◆ ЧТО СДЕЛАТЬ ◆
Перепечатайте все записи, приведённые ниже, слово в слово и ничего в них не меняя.

◆ ИЗВЛЕЧЁННЫЕ ДАННЫЕ ◆
* * *
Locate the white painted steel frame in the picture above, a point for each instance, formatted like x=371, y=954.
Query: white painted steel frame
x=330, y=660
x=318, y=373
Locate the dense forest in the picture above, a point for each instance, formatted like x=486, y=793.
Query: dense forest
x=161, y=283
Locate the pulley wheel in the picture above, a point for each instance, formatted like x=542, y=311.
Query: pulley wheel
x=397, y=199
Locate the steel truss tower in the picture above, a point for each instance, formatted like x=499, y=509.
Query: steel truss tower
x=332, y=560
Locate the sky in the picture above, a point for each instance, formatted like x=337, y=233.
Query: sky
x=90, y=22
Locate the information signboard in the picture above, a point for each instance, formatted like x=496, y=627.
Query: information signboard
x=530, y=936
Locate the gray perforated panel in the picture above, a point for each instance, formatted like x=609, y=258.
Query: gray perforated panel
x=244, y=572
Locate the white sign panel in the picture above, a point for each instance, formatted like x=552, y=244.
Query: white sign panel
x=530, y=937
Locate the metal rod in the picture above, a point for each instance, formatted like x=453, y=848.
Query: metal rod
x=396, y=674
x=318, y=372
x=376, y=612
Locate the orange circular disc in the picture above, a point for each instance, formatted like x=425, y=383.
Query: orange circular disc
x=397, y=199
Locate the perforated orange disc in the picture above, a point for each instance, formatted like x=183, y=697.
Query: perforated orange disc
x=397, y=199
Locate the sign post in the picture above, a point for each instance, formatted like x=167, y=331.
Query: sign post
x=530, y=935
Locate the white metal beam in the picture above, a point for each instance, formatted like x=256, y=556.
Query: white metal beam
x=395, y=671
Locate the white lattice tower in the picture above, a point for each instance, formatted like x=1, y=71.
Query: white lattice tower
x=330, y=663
* * *
◆ ОТВЕТ НИЖЕ ◆
Locate the white painted steel frame in the picture above, a point for each instance, formatted like x=371, y=954.
Query: white painted steel frame
x=330, y=660
x=318, y=373
Locate the dense forest in the picture above, a point for each instance, formatted like x=486, y=793.
Query: dense forest
x=161, y=283
Locate the pulley wheel in the picture above, a point for each instance, formatted like x=542, y=311.
Query: pulley wheel
x=397, y=199
Locate the steel truss tower in the picture above, a point for each instance, formatted like x=499, y=509.
Query: steel truss tower
x=332, y=560
Locate the sky in the picture above, a point for each instance, formatted like x=337, y=233.
Query: sky
x=90, y=22
Locate the information signboard in the picture above, a point for each instance, formatted like x=496, y=627.
Query: information signboard
x=530, y=936
Locate the gray perforated panel in the picture above, a point for each instance, formatted like x=609, y=258.
Query: gray perforated panel
x=244, y=572
Locate the white sign panel in the picture above, a point for each instance, formatted like x=552, y=244.
Query: white sign panel
x=530, y=937
Locate the metal rod in the picture above, a point for each instance, formatted like x=453, y=848.
Query: metal rod
x=396, y=674
x=318, y=372
x=376, y=612
Locate the orange circular disc in the picture above, a point for each instance, formatted like x=425, y=383.
Query: orange circular disc
x=397, y=199
Locate the perforated orange disc in the picture above, a point for each instance, formatted like x=183, y=697.
Query: perforated orange disc
x=397, y=199
Locate the sign post in the picture above, a point for each instance, formatted like x=167, y=331.
Query: sign post
x=530, y=935
Locate the white metal beam in the picture above, a point for each instance, formatted like x=256, y=556.
Query: white metal beam
x=395, y=671
Locate the white lattice tower in the picture above, a point for each instance, formatted like x=1, y=71.
Query: white lattice tower
x=330, y=663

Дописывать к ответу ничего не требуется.